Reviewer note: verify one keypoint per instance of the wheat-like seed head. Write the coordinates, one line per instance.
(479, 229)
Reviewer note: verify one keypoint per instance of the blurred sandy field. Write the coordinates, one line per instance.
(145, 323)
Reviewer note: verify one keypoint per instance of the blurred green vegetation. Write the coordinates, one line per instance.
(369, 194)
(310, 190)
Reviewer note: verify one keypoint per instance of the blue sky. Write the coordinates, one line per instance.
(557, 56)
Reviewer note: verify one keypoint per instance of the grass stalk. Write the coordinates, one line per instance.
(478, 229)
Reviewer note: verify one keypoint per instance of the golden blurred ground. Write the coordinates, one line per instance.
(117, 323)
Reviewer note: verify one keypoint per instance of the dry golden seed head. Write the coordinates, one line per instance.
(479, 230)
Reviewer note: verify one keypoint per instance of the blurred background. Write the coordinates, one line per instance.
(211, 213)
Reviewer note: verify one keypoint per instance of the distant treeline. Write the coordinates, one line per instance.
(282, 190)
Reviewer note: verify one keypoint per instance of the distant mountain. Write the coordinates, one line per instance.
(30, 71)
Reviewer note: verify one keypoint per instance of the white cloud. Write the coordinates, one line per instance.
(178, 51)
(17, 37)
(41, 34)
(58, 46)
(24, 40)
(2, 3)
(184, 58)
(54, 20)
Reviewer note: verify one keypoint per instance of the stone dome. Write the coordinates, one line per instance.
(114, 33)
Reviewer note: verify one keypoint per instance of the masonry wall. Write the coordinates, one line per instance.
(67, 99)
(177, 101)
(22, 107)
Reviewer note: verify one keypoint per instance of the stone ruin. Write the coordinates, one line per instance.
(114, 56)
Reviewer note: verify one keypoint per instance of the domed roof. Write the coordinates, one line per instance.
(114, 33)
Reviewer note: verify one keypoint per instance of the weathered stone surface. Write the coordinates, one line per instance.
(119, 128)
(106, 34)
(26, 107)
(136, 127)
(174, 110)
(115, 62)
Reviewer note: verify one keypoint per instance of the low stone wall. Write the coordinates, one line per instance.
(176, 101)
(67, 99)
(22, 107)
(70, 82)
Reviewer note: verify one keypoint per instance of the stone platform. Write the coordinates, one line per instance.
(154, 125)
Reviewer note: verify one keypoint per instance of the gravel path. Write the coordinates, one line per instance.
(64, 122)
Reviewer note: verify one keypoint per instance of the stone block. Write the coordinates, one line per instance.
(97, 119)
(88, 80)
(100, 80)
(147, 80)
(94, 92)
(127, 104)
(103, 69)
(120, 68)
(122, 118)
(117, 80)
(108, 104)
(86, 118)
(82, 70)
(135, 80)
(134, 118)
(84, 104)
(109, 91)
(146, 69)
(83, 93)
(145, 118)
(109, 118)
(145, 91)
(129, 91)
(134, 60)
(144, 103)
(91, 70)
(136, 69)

SET TASK:
Reproduce verbatim every line of the data, from the line containing "block. Write the coordinates, one line per instance." through the final line of the data, both included.

THE RESULT:
Reviewer note: verify one keypoint per instance of the stone block. Write the coordinates, one line per instance.
(97, 119)
(88, 80)
(100, 80)
(147, 80)
(94, 92)
(127, 104)
(103, 69)
(120, 68)
(122, 118)
(117, 80)
(108, 104)
(86, 118)
(82, 70)
(135, 80)
(134, 118)
(84, 104)
(109, 91)
(146, 69)
(83, 93)
(145, 118)
(109, 118)
(145, 91)
(129, 91)
(134, 60)
(144, 103)
(91, 70)
(136, 69)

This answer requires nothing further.